What the task requires >> Retype every line of the records below exactly as it appears, leaving out the pictures.
[start]
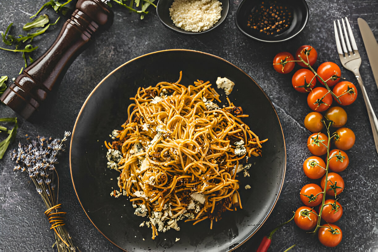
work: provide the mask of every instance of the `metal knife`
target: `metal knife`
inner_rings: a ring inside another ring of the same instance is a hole
[[[361,17],[358,18],[357,21],[362,39],[364,40],[364,45],[367,53],[370,66],[375,79],[375,84],[378,88],[378,44],[366,21]]]

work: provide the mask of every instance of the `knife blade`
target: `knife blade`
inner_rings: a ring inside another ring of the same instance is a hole
[[[373,74],[375,80],[375,84],[378,88],[378,44],[375,37],[370,29],[369,25],[361,17],[357,19],[359,31],[364,41],[364,45],[367,53],[370,66],[373,70]]]

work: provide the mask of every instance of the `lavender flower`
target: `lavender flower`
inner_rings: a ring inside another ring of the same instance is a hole
[[[59,251],[74,251],[75,247],[72,238],[63,225],[62,215],[65,213],[57,209],[57,195],[56,195],[54,183],[55,165],[58,163],[57,156],[64,150],[64,143],[71,135],[65,131],[63,139],[53,139],[38,136],[32,139],[28,138],[28,142],[19,144],[17,148],[11,153],[12,160],[16,165],[13,170],[25,172],[34,183],[37,192],[41,195],[48,211],[45,214],[50,220],[51,227],[55,230],[56,244]],[[51,217],[53,216],[54,218]],[[56,226],[54,226],[56,224]]]

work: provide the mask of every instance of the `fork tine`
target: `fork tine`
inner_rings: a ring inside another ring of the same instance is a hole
[end]
Result of this exercise >>
work: provide the mask of every instance of the `metal knife`
target: `metal knife`
inner_rings: a ring inside another ring of the same instance is a hole
[[[361,17],[358,18],[357,21],[362,39],[364,40],[364,45],[367,53],[370,66],[375,79],[375,84],[378,88],[378,44],[366,21]]]

work: provide the mask of every instance of the `knife blade`
target: `knife blade`
inner_rings: a ring inside another ring of the same instance is a hole
[[[373,74],[375,80],[375,84],[378,88],[378,44],[375,37],[370,29],[369,25],[361,17],[357,19],[359,31],[364,41],[364,45],[367,53],[370,66],[373,70]]]

work: provide the mask of every instance of the `lavender flower`
target: `lavender flower`
inner_rings: a ring inside another ring of the same instance is a hole
[[[59,251],[74,251],[75,247],[72,238],[63,225],[62,215],[65,213],[57,209],[57,195],[56,195],[54,183],[55,165],[58,163],[57,156],[64,150],[64,143],[71,135],[65,131],[63,139],[53,139],[38,136],[32,139],[28,138],[28,142],[19,144],[17,148],[11,153],[12,160],[16,165],[13,170],[25,172],[34,183],[37,192],[41,195],[48,211],[45,214],[50,220],[51,227],[55,230],[56,244]],[[51,217],[53,216],[54,218]],[[56,226],[54,226],[56,224]]]

work: provide the mask of every instance of the `fork tine`
target: `fork tine`
inner_rings: a ring inside another ring of the same instance is a hole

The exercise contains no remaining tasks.